# Start of Records provided

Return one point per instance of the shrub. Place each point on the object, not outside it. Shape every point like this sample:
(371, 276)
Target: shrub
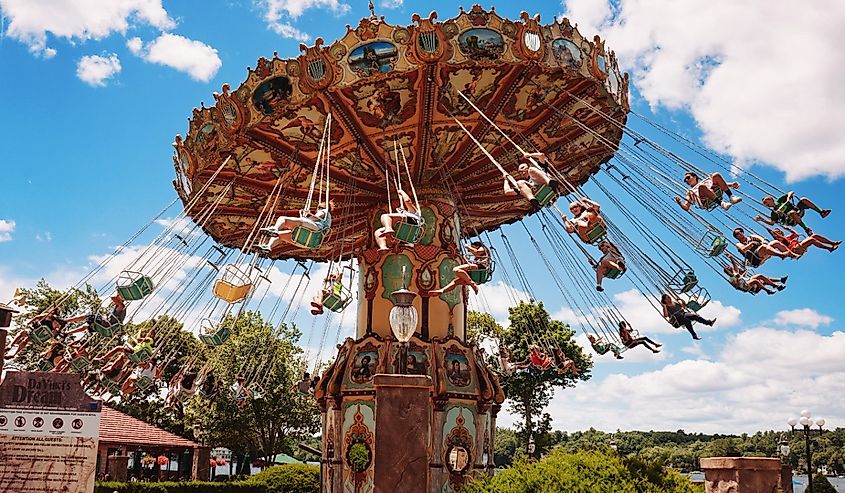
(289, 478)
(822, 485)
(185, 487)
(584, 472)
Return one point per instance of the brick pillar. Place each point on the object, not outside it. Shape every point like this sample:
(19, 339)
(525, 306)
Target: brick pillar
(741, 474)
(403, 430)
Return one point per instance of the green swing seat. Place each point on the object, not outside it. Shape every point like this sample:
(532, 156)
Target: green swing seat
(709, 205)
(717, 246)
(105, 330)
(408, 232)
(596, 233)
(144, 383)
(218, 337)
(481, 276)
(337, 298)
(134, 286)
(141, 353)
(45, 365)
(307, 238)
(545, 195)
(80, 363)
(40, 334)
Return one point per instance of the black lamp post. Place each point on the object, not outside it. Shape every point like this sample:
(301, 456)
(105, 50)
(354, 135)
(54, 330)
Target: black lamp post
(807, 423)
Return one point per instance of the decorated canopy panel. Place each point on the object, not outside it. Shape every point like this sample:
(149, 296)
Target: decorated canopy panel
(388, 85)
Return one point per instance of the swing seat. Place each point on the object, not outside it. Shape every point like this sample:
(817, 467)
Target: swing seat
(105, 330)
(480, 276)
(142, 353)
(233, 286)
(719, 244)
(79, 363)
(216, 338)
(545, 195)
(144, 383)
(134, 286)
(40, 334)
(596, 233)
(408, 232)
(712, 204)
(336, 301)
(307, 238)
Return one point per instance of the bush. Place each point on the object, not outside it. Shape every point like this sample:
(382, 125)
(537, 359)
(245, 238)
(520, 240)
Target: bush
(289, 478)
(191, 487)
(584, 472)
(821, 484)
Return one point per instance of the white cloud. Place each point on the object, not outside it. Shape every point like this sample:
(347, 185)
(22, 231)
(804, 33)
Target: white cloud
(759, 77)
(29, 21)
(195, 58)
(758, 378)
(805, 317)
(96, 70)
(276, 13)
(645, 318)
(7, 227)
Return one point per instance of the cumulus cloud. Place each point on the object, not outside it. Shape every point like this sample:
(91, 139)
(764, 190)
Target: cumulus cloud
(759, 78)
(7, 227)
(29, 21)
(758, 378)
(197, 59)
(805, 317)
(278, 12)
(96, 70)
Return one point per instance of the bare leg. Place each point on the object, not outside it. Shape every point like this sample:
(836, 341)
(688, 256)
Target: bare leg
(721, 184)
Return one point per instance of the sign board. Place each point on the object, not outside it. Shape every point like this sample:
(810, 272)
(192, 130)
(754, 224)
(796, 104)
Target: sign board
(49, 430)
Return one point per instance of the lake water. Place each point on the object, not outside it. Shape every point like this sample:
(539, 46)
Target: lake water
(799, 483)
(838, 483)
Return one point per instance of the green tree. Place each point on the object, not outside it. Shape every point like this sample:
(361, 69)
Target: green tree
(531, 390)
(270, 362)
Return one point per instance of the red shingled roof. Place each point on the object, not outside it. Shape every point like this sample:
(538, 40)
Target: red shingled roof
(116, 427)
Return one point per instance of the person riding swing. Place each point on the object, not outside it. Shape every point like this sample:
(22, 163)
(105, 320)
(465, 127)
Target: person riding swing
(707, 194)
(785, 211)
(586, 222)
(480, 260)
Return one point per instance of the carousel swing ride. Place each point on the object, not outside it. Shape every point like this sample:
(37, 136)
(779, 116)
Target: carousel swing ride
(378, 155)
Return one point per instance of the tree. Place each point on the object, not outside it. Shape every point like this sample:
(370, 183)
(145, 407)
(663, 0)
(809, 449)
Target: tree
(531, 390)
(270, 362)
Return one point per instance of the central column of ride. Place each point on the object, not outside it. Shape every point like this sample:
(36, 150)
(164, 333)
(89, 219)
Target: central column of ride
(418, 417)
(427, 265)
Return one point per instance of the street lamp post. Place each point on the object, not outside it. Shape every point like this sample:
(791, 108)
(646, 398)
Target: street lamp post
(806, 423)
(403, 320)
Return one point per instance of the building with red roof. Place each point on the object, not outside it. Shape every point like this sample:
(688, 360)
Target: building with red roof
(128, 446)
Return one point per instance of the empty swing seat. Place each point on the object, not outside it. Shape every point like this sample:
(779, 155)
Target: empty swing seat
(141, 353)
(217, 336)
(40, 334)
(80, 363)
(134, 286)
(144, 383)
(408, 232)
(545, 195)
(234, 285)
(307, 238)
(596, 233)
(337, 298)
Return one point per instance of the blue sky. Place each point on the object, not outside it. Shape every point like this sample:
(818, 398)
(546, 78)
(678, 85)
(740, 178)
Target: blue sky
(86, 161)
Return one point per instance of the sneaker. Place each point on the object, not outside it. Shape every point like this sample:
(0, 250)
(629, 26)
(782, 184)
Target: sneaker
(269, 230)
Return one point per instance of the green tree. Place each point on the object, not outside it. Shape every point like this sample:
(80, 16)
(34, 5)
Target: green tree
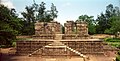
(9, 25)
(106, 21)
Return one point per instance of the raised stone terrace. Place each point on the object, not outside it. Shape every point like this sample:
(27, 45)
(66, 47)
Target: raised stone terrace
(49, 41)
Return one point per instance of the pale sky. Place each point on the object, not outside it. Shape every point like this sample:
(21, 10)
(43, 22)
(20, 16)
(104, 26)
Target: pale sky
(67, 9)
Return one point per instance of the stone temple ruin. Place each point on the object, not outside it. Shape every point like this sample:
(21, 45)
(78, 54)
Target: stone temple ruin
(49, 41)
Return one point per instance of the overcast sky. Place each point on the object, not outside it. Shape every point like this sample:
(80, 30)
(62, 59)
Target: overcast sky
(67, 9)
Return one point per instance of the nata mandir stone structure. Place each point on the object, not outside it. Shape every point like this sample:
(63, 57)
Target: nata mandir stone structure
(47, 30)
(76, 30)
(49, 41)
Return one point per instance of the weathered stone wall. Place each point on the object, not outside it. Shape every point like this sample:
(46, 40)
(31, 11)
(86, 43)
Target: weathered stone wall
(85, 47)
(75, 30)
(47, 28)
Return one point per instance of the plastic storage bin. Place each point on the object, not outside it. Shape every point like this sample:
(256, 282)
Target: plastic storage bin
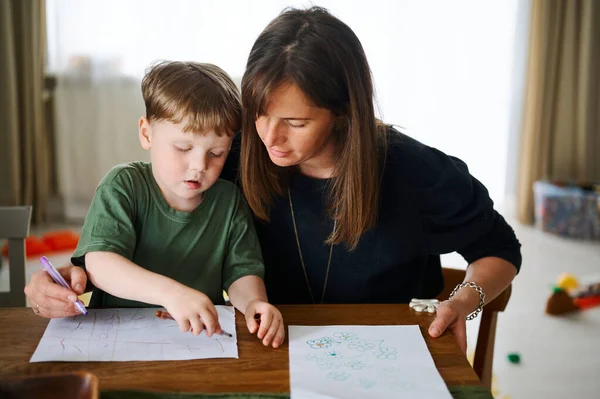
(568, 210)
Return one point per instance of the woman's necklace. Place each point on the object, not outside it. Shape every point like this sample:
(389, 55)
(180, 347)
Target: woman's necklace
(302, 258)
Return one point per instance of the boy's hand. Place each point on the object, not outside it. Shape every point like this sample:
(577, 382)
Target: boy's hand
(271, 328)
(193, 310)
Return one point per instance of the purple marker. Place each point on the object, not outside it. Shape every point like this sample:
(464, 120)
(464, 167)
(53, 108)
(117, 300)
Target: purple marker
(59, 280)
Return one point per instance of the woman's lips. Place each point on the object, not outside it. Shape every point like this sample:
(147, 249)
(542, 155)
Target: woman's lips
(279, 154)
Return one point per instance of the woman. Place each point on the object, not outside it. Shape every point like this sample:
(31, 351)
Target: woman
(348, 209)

# End of Records provided
# Start of Records provided

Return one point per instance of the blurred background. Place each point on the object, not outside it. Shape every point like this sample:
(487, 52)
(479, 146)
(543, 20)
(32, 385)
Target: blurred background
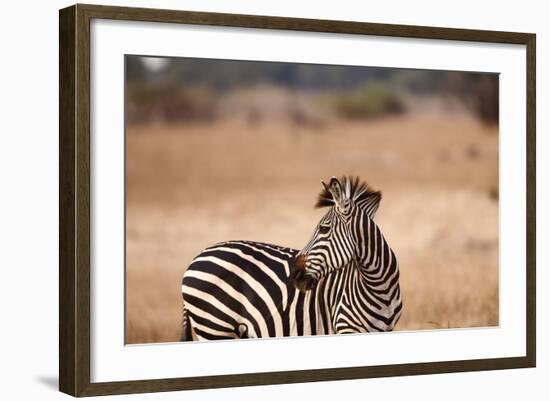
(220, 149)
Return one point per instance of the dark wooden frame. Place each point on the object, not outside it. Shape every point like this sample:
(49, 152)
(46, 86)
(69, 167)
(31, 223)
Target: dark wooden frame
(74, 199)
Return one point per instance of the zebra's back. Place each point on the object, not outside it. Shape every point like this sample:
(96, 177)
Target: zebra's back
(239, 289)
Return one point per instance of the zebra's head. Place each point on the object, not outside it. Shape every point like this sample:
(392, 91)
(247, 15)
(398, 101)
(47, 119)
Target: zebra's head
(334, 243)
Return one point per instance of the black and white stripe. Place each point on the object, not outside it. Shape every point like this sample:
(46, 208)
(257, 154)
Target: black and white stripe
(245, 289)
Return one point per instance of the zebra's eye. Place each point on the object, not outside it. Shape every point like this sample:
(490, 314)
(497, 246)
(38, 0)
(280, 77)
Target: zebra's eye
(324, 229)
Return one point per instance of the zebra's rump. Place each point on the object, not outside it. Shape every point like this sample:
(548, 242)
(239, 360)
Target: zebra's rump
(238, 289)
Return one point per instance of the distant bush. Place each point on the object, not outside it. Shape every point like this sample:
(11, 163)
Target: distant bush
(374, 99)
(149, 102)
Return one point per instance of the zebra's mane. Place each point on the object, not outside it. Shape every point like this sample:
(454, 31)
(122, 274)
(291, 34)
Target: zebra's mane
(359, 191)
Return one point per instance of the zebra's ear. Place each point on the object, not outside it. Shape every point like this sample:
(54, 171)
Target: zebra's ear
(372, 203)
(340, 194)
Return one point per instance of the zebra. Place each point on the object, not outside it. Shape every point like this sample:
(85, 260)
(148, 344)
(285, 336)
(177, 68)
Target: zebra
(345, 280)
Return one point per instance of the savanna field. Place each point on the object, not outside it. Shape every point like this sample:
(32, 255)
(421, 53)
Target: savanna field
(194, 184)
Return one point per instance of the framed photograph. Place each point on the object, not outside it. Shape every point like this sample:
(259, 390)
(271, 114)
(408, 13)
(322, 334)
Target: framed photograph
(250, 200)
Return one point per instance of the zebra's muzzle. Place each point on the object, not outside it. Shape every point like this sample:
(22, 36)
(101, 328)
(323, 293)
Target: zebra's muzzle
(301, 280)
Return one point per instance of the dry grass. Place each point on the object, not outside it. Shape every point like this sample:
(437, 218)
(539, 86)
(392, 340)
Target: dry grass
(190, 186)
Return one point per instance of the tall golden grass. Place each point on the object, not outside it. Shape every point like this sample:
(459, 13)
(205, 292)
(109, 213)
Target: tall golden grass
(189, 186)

# End of Records provided
# Start of Records provided

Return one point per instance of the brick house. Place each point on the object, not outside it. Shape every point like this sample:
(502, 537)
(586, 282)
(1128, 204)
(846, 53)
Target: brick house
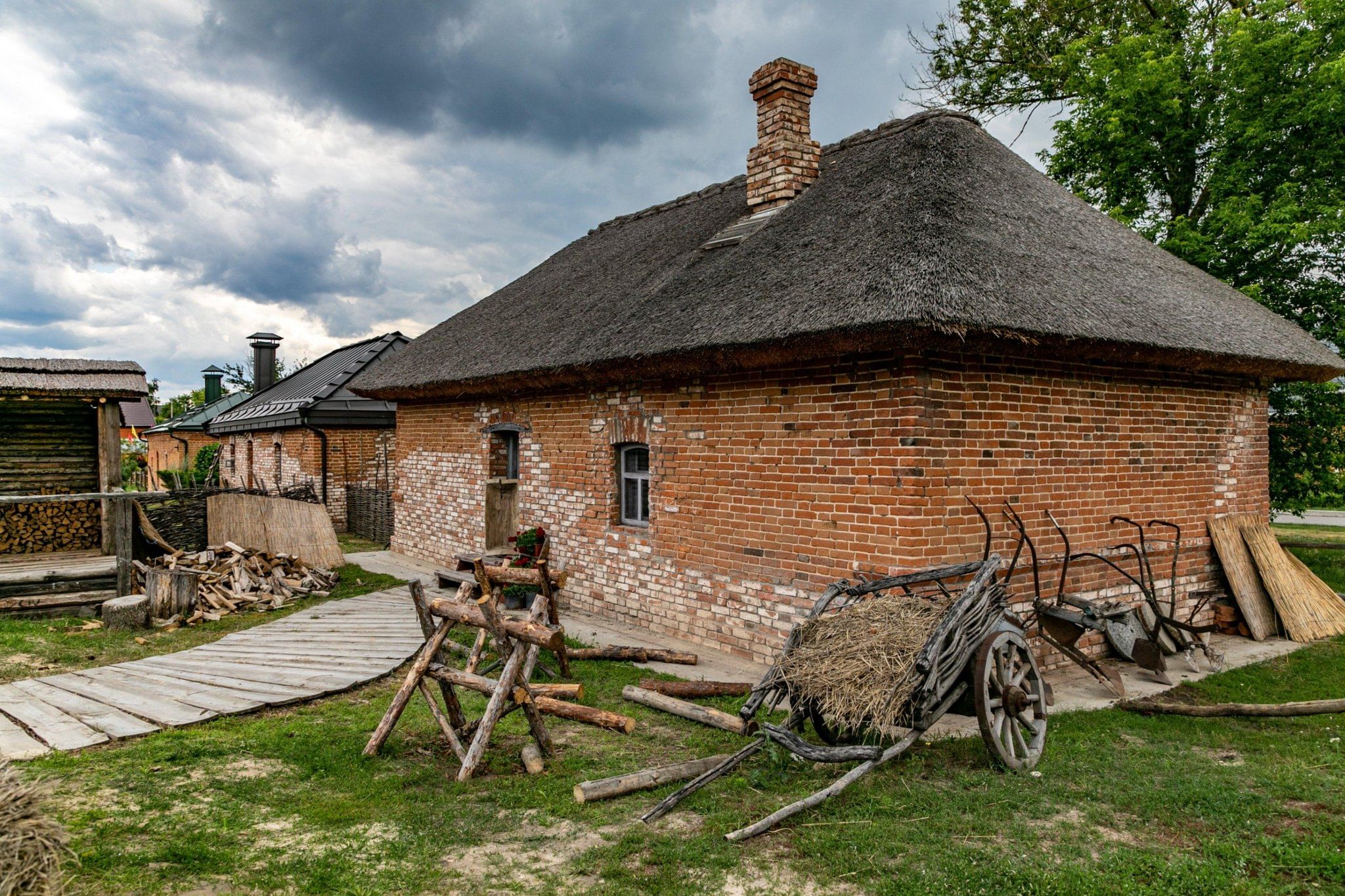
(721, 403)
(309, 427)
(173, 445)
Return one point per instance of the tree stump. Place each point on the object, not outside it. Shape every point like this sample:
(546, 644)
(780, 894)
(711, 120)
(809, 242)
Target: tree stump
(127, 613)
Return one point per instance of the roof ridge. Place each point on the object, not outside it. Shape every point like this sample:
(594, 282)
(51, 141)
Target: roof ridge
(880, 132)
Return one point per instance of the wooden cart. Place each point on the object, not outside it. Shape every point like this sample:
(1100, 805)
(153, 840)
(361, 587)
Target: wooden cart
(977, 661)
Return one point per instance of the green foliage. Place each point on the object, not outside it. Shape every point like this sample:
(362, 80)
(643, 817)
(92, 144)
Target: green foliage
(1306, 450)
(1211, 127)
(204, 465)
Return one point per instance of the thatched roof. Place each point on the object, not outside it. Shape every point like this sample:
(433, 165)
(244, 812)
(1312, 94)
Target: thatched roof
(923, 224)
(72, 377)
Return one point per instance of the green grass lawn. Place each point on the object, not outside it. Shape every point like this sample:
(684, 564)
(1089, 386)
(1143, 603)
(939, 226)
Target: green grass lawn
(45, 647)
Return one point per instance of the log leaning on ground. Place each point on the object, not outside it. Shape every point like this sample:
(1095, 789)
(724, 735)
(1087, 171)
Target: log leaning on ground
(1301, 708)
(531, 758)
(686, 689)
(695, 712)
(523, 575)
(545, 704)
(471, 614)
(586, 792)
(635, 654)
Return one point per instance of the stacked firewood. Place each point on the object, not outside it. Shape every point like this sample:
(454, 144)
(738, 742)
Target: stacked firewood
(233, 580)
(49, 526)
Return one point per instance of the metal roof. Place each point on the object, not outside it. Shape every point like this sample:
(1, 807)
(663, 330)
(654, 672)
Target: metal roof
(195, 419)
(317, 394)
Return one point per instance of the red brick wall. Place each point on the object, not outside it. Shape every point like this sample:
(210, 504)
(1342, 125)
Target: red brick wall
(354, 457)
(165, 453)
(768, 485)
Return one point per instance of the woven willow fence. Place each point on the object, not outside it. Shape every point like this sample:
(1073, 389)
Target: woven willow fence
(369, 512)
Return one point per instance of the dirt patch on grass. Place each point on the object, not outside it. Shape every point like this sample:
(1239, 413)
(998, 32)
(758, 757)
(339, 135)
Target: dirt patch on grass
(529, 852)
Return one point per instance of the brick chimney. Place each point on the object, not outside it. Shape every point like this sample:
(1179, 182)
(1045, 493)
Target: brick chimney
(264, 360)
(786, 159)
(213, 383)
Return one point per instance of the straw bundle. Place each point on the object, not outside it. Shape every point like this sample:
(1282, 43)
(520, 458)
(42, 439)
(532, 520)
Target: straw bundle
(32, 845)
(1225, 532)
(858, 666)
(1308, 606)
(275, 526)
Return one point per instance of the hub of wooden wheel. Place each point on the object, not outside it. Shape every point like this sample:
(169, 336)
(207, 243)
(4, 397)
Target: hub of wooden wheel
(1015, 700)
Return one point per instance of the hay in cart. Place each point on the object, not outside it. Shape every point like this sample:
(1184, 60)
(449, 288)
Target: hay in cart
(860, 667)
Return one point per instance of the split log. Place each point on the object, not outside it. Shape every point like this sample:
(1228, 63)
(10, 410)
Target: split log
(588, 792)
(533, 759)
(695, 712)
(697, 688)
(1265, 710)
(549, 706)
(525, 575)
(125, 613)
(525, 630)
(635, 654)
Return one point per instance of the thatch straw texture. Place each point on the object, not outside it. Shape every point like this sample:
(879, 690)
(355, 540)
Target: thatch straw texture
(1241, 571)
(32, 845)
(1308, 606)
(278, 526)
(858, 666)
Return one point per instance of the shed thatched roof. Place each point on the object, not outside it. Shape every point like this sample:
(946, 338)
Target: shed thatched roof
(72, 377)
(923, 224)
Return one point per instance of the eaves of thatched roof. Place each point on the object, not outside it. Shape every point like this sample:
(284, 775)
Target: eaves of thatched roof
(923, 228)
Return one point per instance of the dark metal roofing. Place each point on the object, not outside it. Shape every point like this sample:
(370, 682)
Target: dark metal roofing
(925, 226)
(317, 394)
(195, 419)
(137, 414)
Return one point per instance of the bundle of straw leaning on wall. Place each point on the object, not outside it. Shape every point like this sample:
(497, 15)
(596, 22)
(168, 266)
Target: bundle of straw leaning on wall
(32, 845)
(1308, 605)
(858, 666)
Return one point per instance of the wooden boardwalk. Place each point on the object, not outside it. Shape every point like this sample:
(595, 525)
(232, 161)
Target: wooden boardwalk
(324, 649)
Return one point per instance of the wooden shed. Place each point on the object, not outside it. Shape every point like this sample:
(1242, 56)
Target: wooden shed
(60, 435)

# End of Records provided

* Work to do
Gather every line of the entries above that contains the string "storage", and treat uppercase and lowercase as different.

* Task result
Return one point per instance of the plastic storage bin. Place each point on the object, not outside it. Shape every point like this sample:
Target: plastic storage bin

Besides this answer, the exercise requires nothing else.